Lay out every line of the entries below as a numbered list, leaving out any blank lines.

[Rows of box annotation data]
..........

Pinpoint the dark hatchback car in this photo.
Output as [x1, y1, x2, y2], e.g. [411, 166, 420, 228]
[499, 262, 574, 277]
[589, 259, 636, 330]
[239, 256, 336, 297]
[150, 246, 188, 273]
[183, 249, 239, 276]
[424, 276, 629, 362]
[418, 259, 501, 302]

..........

__TASK ANSWER__:
1. Pinpoint the dark hatchback car in this photo.
2. Output as [x1, y1, x2, y2], e.g. [411, 166, 420, 228]
3. [499, 262, 574, 277]
4. [589, 259, 636, 330]
5. [239, 256, 336, 297]
6. [150, 246, 188, 273]
7. [183, 249, 239, 276]
8. [424, 276, 629, 362]
9. [418, 259, 501, 302]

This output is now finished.